**Text excerpt**
● ● ● ●

We're not alone in having "large" troops .  Speaking of Bosnia, here's a couple of British soldiers at BLMF, in the Serb area, in '04.

Love that baby blue!


----------



## orange.paint (18 Jul 2006)

Lol haggis....snap that pic for quiet time back in the tent? ;D j/k

Anyway it would be nice to see how other countries precieve us canadians.

trp hale?

all our usmc guys?


----------



## Kat Stevens (18 Jul 2006)

Ever eat in a French mess hall?  Mystery solved.


----------



## Haggis (18 Jul 2006)

rcac_011 said:
			
		

> Lol haggis....snap that pic for quiet time back in the tent? ;D j/k



No, the OC dared me to.  ;D
(Last time he ever did that!)

(Edited by Haggis in an attempt to keep this on topic.)


----------



## paracowboy (18 Jul 2006)

still not remaining within the arcs as outlined by the thread-starter, people. At least, what I think he meant.


----------



## Haggis (18 Jul 2006)

● ● ● ●

**Dataset entries**
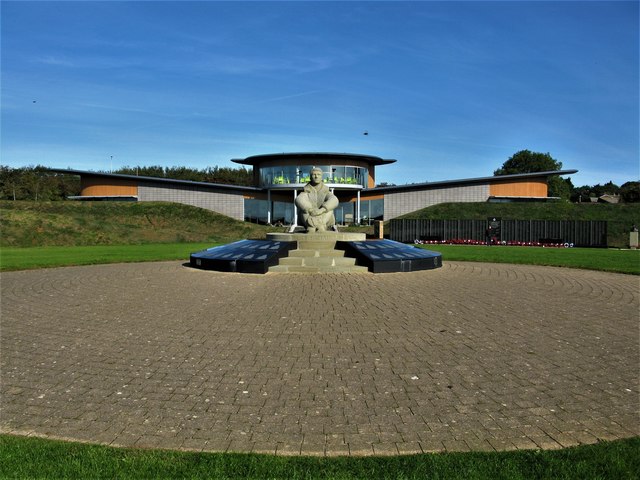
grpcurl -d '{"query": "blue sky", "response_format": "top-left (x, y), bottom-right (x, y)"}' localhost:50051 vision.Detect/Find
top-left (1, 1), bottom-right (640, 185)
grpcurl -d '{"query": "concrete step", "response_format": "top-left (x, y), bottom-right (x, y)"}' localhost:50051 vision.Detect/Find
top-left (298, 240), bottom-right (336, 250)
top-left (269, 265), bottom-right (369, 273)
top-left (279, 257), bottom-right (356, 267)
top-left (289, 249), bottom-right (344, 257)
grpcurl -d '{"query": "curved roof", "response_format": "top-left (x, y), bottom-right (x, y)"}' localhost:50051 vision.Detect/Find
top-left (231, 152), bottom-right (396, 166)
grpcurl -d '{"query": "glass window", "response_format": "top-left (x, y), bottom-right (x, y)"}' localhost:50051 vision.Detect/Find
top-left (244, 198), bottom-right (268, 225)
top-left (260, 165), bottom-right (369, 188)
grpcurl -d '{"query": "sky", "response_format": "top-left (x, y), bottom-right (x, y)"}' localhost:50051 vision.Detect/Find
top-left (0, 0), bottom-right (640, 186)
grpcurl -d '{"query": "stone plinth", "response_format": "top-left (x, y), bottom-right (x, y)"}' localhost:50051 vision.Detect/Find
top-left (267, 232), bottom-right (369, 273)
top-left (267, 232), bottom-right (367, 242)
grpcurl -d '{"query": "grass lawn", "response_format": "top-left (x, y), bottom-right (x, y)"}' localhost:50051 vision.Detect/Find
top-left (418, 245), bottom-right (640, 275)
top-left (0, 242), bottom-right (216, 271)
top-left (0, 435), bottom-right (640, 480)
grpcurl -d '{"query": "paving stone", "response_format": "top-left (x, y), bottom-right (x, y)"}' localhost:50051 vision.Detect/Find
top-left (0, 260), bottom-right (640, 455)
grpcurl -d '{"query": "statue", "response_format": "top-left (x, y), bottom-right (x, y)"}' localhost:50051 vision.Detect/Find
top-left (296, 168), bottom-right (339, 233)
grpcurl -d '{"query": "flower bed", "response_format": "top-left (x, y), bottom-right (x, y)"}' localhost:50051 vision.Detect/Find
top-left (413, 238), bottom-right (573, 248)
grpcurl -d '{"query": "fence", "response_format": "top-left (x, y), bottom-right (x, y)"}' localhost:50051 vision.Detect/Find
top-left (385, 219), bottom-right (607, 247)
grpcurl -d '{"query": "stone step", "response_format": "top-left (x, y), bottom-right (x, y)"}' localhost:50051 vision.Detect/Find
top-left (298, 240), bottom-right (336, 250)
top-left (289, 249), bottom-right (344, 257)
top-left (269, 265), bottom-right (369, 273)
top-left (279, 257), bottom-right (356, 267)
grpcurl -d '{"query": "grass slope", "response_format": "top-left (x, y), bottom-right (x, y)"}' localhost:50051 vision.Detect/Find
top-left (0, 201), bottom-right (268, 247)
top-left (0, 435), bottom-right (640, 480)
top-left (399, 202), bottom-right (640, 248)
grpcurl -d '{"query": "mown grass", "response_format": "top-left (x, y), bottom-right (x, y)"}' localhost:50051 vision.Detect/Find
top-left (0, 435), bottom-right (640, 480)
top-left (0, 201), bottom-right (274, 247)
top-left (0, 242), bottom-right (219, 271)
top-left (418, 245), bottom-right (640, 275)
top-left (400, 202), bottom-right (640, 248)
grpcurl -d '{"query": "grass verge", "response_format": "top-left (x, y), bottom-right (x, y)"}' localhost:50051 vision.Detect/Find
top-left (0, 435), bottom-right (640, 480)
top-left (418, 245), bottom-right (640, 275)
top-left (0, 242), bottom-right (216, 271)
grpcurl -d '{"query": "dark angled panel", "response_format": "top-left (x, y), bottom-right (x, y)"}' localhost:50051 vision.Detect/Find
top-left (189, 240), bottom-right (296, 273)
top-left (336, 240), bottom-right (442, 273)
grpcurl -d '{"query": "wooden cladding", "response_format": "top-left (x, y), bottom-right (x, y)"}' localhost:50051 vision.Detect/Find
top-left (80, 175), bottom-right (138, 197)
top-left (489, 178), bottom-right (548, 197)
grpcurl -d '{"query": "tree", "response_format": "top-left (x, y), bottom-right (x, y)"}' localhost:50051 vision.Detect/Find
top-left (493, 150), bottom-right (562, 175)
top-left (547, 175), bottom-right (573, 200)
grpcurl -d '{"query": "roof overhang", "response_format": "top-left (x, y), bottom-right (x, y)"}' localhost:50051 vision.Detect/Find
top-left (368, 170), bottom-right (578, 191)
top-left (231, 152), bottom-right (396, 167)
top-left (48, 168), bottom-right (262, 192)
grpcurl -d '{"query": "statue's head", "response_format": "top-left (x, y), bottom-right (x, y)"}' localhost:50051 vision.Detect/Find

● ● ● ●

**Objectives**
[1] Do the following statements agree with the forum thread? Answer yes or no for each, quoting the words of the thread that decide it.
(a) The British soldiers mentioned were at BLMF in the Serb area in '04.
(b) Haggis says the OC dared him to take the picture.
(c) paracowboy says the posters are staying within the arcs set by the thread-starter.
[2] Please copy the listing word for word, starting at its first line and going on through the line with "top-left (260, 165), bottom-right (369, 188)", both included. Leave out the picture.
The forum thread and the listing are separate material.

**Exercise solutions**
[1]
(a) Yes: "here's a couple of British soldiers at BLMF, in the Serb area, in '04."
(b) Yes: "No, the OC dared me to."
(c) No: "still not remaining within the arcs as outlined by the thread-starter, people."

[2]
grpcurl -d '{"query": "blue sky", "response_format": "top-left (x, y), bottom-right (x, y)"}' localhost:50051 vision.Detect/Find
top-left (1, 1), bottom-right (640, 185)
grpcurl -d '{"query": "concrete step", "response_format": "top-left (x, y), bottom-right (x, y)"}' localhost:50051 vision.Detect/Find
top-left (298, 240), bottom-right (336, 250)
top-left (269, 265), bottom-right (369, 273)
top-left (279, 257), bottom-right (356, 267)
top-left (289, 249), bottom-right (344, 257)
grpcurl -d '{"query": "curved roof", "response_format": "top-left (x, y), bottom-right (x, y)"}' localhost:50051 vision.Detect/Find
top-left (231, 152), bottom-right (396, 166)
grpcurl -d '{"query": "glass window", "response_format": "top-left (x, y), bottom-right (x, y)"}' localhost:50051 vision.Detect/Find
top-left (244, 198), bottom-right (268, 225)
top-left (260, 165), bottom-right (369, 188)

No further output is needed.